◆ Problema A
Extraia do texto sobre a McLaren o trecho que vai de "A equipe de" até "Bull pode provar.".
◆ Problema B
Responda às perguntas abaixo com base no texto sobre a McLaren.
(i) Quantos títulos de pilotos a McLaren soma?
(ii) Entre quais anos a equipe ficou sem nenhuma vitória?
(iii) Pelas mãos de quem o time voltou a respirar?

O fato é que a temporada 2024 da McLaren é uma enorme contradição. Analisar o desempenho dos laranjas é quase que incômodo, tamanhos são os contrastes: de um lado, o excepcional lado técnico; do outro, a total incapacidade de converter oportunidades. E as duas faces dessa moeda passam diretamente pela figura de Andrea Stella.
O ponto central aqui é que seria totalmente injusto fazer uma análise de meio de ano que apenas batesse na McLaren. Novamente: é uma equipe que tem grandes chances de vencedor o Mundial de Construtores. Não é pouca coisa, não. E a história de recuperação é linda, tem de ser exaltada.
A McLaren faz parte do que seria uma ‘santíssima trindade’ de equipes históricas da F1, com Ferrari e Williams. Os britânicos só perdem dos italianos em vitórias, somam 12 títulos de pilotos e outros 8 entre equipes. É grande até não poder mais.
A equipe de Woking navegou em mares absolutamente tortuosos a partir do começo da década de 2010. Até 2012, ainda encaixou algumas vitórias, mas penou pelo fato de que a Red Bull tinha o domínio técnico da parada e não conseguiu se encaixar verdadeiramente na briga pelo título como fez Fernando Alonso com uma Ferrari menos eficiente, por exemplo.
Só que as coisas piorariam muito nos anos seguintes: entre 2013 e 2020, nenhuma vitória. Zero. E algumas campanhas vexatórias que dariam orgulho a times sem nenhuma tradição. Foram vários sextos lugares gerais e até dois infames nono lugares. Um horror que, não, não foi só culpa do motor Honda. E a Red Bull pode provar.
Pelas mãos de Zak Brown e Andreas Seidl, o time voltou a respirar, venceu corrida, somou bons pódios, tornou-se figura mais constante na chamada ‘F1 A’. Mas ainda faltava o último passo. E ele veio sob o comando de Stella.

◆ Material fornecido

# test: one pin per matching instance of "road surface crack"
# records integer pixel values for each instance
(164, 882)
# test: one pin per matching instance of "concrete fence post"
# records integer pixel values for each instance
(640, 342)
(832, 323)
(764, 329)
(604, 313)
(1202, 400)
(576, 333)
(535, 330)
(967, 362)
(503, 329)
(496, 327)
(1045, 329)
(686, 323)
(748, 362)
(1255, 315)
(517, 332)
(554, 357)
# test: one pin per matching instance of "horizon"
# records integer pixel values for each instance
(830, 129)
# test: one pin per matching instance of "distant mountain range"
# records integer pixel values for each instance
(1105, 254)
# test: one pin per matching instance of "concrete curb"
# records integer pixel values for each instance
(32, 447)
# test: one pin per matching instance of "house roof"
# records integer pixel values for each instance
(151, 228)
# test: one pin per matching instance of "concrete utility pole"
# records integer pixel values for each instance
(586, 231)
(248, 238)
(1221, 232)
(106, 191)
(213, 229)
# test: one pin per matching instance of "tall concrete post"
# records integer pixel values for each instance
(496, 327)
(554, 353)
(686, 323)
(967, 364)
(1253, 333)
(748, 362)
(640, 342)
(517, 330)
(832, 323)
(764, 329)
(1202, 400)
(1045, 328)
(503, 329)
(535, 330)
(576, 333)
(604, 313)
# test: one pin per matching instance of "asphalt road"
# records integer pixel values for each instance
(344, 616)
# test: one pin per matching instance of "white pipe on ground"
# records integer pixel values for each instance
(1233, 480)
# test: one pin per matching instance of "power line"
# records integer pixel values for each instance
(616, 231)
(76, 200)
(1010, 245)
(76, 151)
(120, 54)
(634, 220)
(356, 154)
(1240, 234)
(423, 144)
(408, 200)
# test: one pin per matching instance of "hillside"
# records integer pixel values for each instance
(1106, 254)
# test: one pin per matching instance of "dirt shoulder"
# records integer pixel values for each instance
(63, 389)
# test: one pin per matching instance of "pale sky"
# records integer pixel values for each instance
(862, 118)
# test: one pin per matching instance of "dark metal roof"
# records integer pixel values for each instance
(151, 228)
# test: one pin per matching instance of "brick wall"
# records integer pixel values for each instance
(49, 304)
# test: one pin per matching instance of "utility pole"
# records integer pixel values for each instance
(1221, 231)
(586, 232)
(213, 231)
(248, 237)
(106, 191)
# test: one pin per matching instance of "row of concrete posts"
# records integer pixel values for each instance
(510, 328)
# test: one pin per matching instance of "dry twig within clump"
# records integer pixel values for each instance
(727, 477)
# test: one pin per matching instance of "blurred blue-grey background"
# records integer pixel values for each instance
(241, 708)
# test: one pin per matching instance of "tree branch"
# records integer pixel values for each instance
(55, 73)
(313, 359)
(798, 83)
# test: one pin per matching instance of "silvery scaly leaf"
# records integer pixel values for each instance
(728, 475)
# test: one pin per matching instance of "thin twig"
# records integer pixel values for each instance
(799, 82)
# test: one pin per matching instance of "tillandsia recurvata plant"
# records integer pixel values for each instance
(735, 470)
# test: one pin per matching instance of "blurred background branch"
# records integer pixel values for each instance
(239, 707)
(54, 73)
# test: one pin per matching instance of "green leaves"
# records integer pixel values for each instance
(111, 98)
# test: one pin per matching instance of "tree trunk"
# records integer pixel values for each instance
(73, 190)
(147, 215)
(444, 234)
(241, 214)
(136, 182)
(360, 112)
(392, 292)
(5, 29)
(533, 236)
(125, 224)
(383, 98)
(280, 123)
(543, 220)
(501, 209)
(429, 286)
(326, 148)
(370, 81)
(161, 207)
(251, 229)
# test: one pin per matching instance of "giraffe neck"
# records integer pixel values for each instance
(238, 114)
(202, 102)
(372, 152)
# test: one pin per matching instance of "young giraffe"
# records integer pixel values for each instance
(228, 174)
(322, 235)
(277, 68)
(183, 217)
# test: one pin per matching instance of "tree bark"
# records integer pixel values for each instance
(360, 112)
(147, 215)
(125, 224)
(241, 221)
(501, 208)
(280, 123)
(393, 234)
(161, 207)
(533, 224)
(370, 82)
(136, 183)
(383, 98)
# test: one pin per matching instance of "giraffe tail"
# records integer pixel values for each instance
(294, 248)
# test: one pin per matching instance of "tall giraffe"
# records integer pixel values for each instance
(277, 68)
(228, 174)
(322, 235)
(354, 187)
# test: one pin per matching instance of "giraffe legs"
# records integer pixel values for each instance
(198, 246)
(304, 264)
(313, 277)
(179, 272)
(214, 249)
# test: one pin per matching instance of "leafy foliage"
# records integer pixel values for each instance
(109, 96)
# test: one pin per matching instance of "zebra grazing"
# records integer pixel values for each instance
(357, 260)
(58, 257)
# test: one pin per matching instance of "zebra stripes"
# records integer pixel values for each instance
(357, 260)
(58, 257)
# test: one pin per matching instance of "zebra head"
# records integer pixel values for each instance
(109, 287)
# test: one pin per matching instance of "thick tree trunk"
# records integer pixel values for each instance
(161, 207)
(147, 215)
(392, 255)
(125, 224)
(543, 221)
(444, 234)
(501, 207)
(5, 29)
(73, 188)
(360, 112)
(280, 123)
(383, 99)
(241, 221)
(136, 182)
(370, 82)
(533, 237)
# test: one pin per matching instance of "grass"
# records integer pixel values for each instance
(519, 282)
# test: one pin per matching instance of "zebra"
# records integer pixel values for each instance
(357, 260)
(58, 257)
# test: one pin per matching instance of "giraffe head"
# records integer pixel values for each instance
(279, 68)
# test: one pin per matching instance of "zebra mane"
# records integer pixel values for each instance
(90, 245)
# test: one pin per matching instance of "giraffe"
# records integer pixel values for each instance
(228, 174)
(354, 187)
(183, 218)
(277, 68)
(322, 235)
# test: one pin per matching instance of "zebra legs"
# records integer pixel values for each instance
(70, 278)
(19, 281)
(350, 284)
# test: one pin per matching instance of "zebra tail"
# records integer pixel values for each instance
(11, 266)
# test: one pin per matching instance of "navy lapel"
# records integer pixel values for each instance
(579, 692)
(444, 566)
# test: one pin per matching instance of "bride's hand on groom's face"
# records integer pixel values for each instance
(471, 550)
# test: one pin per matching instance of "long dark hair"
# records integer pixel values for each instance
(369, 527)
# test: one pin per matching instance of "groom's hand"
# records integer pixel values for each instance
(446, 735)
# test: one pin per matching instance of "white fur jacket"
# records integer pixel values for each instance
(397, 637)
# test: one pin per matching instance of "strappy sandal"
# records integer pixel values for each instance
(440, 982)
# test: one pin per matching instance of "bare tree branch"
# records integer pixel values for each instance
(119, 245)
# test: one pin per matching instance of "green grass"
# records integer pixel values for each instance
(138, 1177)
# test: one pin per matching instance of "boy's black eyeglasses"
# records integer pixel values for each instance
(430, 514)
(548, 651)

◆ Resolução da tarefa A
A equipe de Woking navegou em mares absolutamente tortuosos a partir do começo da década de 2010. Até 2012, ainda encaixou algumas vitórias, mas penou pelo fato de que a Red Bull tinha o domínio técnico da parada e não conseguiu se encaixar verdadeiramente na briga pelo título como fez Fernando Alonso com uma Ferrari menos eficiente, por exemplo.
Só que as coisas piorariam muito nos anos seguintes: entre 2013 e 2020, nenhuma vitória. Zero. E algumas campanhas vexatórias que dariam orgulho a times sem nenhuma tradição. Foram vários sextos lugares gerais e até dois infames nono lugares. Um horror que, não, não foi só culpa do motor Honda. E a Red Bull pode provar.

◆ Resolução da tarefa B
(i) 12 títulos.
(ii) Entre 2013 e 2020.
(iii) Pelas mãos de Zak Brown e Andreas Seidl.